### MATERIAL SHOWN:
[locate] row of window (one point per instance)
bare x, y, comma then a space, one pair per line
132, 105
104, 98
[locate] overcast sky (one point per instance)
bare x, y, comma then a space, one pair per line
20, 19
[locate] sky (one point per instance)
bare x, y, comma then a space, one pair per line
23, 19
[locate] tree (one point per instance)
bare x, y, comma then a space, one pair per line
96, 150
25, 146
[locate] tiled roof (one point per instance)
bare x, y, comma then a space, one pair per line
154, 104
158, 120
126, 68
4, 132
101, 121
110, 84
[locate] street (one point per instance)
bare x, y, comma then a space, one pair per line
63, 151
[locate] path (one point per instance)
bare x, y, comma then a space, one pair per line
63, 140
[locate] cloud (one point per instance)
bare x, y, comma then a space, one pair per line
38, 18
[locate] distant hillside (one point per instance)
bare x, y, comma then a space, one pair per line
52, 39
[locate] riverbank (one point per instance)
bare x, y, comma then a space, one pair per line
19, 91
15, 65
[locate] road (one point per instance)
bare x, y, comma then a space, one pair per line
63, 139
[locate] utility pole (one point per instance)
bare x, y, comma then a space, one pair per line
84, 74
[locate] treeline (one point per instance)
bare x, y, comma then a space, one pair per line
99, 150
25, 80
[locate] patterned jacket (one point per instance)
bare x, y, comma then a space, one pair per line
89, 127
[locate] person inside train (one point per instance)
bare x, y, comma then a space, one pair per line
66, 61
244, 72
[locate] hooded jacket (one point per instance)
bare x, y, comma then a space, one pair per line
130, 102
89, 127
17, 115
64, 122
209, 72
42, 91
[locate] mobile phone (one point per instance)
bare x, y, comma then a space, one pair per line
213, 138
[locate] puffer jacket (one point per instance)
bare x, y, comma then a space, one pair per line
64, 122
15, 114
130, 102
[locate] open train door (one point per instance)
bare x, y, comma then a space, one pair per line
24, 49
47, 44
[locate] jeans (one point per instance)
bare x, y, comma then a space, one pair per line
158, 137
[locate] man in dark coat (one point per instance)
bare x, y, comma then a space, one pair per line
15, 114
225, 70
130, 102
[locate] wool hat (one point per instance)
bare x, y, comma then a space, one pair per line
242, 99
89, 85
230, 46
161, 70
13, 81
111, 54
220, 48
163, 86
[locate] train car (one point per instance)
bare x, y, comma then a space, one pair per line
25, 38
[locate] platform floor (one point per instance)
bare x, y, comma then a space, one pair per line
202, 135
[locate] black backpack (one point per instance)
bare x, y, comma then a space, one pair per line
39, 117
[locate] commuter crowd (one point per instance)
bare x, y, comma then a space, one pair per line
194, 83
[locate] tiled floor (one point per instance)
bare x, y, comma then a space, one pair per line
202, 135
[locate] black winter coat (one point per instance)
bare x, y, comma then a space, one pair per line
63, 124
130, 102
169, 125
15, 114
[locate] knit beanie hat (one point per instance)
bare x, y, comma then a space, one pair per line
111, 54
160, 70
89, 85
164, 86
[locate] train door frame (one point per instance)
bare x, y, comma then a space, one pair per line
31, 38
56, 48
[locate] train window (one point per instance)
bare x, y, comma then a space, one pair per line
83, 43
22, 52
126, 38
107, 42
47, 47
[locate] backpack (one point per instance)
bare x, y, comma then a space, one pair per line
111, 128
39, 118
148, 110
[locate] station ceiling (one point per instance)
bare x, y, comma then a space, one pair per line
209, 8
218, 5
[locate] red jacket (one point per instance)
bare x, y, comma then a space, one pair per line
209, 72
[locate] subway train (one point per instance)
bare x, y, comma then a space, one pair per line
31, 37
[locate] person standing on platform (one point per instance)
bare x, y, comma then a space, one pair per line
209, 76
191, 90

### WHAT THE TASK ASKS:
Copy out every one of the lines above without changing anything in them.

### SOLUTION FOR THIS PROBLEM:
[locate] row of window (one point per instance)
bare x, y, comma then a space, one pair per line
132, 105
104, 98
[locate] overcast sky (one point per instance)
bare x, y, comma then a space, one pair per line
20, 19
[locate] sky (one point per instance)
bare x, y, comma then a space, one pair per line
23, 19
[locate] tree (one point per instance)
bare x, y, comma then a space, one pair per line
96, 150
25, 146
[locate] tiled roof (one point per instance)
bare x, y, comma then a space, one pair per line
154, 104
158, 120
126, 68
4, 132
101, 121
110, 84
[locate] street (one point per instance)
bare x, y, comma then a space, one pair per line
63, 151
[locate] path (one point per instance)
bare x, y, comma then a space, one pair per line
63, 140
[locate] cloud (one point per instance)
bare x, y, comma then a space, one pair per line
38, 18
[locate] distant hillside (one point per instance)
bare x, y, comma then a space, one pair per line
52, 39
[locate] riverbank (one point per instance)
bare x, y, comma then a space, one pair per line
19, 91
15, 65
[locate] road (one point per instance)
bare x, y, comma then a space, one pair per line
63, 139
[locate] utility pole (one point per instance)
bare x, y, comma then a space, one pair per line
84, 74
[locate] treeline (one point per instance)
bare x, y, comma then a space, one pair per line
99, 150
25, 80
[locate] patterned jacket (one point per instance)
bare x, y, comma then a space, one pair per line
89, 127
[locate] person inside train (one point per instance)
bare x, y, comma then a space, one pair per line
66, 61
244, 72
[locate] hooded jacket (one point per instance)
bare x, y, comma then a space, one pair per line
130, 102
89, 127
17, 115
64, 122
209, 72
42, 91
[locate] mobile phone (one point per instance)
bare x, y, comma then a space, one pair per line
213, 138
[locate] puffer jacket (one point per instance)
bare x, y, comma then a space, one pair per line
64, 122
15, 114
130, 102
[locate] open train door (one point per instance)
bare x, y, comma then a space, one pair per line
24, 49
47, 44
[locate] jeans (one point per instance)
bare x, y, comma then a space, one pair per line
158, 137
[locate] man in dark coat (one point per instance)
bare x, y, comma then a space, one pair per line
15, 114
225, 70
130, 102
[locate] wool hat (one point per instance)
bare x, y, comma then a space, one pair per line
242, 99
89, 85
230, 46
161, 70
13, 81
111, 54
220, 48
163, 86
[locate] train car (one point per instance)
bare x, y, comma then a space, one pair per line
25, 38
[locate] platform floor (one point per instance)
bare x, y, comma then a space, one pair per line
202, 135
[locate] black backpack (one point per instance)
bare x, y, comma then a space, one pair per line
39, 117
[locate] commuter crowd (one point per instance)
bare x, y, comma then a space, one pair per line
194, 83
[locate] tiled floor (one point per instance)
bare x, y, comma then a space, one pair per line
202, 135
[locate] black winter coat (one point per instance)
bare x, y, comma then a space, one pair per line
63, 124
130, 102
169, 125
15, 114
[locate] knit beanie hat (one point per instance)
bare x, y, comma then a space, one pair per line
111, 54
160, 70
89, 85
164, 86
[locate] train door frame (one point per instance)
bare x, y, comma then a space, one pair per line
31, 38
56, 48
[locate] train window (one point per instance)
bare x, y, comma then a space, one pair per line
83, 43
22, 52
126, 38
107, 42
47, 47
[locate] backpack (one point per instance)
bare x, y, comma then a space, one pair per line
111, 128
39, 118
148, 110
[locate] station ceiling (one point per instance)
bare x, y, comma then a space, one pair per line
209, 8
218, 5
[locate] red jacket (one point per instance)
bare x, y, comma then a space, one pair per line
209, 72
[locate] subway train (one point per instance)
bare x, y, comma then a space, one pair per line
31, 37
[locate] person standing on platform (one point per instance)
bare x, y, comma then a space, one pair per line
209, 76
191, 90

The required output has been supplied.